Given task. Reproduce word for word the part of the entries that opens with the line containing "of the dark" and runs through the end of the entries, with both ends included.

Supplied information.
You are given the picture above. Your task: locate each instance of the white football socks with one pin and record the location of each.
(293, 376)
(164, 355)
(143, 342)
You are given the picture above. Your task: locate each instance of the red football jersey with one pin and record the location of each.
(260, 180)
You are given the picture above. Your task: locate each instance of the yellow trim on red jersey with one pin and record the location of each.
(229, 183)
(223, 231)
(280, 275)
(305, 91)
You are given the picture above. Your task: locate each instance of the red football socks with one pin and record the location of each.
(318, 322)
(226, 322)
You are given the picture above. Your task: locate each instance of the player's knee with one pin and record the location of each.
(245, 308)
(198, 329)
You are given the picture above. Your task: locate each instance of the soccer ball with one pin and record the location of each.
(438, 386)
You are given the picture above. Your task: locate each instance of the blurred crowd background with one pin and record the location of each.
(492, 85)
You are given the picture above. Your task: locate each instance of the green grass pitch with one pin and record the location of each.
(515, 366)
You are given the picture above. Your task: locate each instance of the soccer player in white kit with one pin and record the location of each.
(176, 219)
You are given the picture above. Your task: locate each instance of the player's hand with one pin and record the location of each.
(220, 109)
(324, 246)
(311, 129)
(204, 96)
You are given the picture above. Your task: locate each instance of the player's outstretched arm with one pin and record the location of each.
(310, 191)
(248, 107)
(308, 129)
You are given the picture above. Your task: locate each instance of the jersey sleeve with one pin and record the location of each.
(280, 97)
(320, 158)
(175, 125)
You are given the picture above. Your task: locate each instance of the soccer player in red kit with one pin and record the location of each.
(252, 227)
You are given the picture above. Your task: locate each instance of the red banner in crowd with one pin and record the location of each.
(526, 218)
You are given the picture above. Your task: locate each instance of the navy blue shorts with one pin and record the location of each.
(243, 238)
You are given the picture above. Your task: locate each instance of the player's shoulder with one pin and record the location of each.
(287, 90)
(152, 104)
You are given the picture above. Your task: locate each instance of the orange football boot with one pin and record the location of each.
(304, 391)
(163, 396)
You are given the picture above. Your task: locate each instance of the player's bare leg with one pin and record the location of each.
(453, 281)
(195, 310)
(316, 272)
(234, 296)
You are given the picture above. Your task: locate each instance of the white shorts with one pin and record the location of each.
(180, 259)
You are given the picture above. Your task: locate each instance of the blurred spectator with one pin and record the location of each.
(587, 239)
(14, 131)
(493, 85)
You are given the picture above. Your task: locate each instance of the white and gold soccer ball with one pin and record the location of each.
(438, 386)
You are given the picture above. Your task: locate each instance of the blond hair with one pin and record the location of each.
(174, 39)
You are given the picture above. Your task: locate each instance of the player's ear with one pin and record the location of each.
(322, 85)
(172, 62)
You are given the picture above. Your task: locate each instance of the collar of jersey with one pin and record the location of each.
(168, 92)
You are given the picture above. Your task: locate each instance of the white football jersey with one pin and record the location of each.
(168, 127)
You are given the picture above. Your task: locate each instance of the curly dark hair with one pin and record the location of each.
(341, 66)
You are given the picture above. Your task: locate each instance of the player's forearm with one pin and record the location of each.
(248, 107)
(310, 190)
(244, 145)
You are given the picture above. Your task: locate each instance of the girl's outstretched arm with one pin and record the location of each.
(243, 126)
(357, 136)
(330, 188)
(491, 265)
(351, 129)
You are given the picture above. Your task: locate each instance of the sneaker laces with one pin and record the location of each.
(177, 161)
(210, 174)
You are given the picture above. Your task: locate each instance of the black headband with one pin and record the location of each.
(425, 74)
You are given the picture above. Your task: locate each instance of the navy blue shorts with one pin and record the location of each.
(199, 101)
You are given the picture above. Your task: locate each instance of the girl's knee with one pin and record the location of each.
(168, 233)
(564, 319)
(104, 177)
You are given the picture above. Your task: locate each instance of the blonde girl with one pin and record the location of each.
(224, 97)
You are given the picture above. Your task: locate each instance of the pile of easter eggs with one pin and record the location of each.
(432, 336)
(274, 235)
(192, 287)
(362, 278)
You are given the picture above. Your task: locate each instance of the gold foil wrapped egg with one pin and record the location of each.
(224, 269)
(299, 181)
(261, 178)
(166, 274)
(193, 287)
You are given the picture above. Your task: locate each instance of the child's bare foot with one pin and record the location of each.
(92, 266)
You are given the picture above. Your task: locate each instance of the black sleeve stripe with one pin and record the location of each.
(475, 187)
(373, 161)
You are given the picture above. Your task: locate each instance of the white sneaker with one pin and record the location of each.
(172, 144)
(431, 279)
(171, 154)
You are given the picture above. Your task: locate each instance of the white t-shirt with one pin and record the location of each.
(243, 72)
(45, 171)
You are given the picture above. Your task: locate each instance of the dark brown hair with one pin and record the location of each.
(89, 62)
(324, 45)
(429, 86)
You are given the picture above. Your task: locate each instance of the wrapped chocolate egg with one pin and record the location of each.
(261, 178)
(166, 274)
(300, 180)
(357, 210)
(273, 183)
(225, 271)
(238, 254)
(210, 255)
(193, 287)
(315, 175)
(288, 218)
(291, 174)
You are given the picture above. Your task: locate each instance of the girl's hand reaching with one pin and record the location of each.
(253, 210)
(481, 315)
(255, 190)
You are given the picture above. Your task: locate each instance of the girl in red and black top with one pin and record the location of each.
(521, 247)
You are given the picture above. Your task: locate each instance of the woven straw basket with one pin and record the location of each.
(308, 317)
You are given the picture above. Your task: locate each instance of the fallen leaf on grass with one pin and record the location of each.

Solution to the exercise.
You are given the picture above. Your task: locate each instance of the dark brown hair with one pin and record the location of each.
(89, 62)
(324, 45)
(429, 86)
You are given the picture above. Your task: locate each instance of the wrapped chocolate egg with one pin and record the location of each.
(261, 178)
(166, 274)
(300, 180)
(357, 210)
(273, 183)
(225, 271)
(238, 254)
(210, 255)
(193, 287)
(315, 175)
(288, 218)
(291, 174)
You are given the picture above. Your task: locate each instance of the girl's hand reaching with one pin and record the location of each.
(253, 210)
(481, 315)
(255, 190)
You are given the picture above. Your task: locate each instance of the girl in red and black top with one pin and record the location of each.
(521, 247)
You are given the picture above. Your task: locate each instance of the woven straw basket with one pin and record the location of each.
(308, 317)
You are given the picture above. Your task: locate each instance of the fallen leaf on grass with one pin and record the location of each.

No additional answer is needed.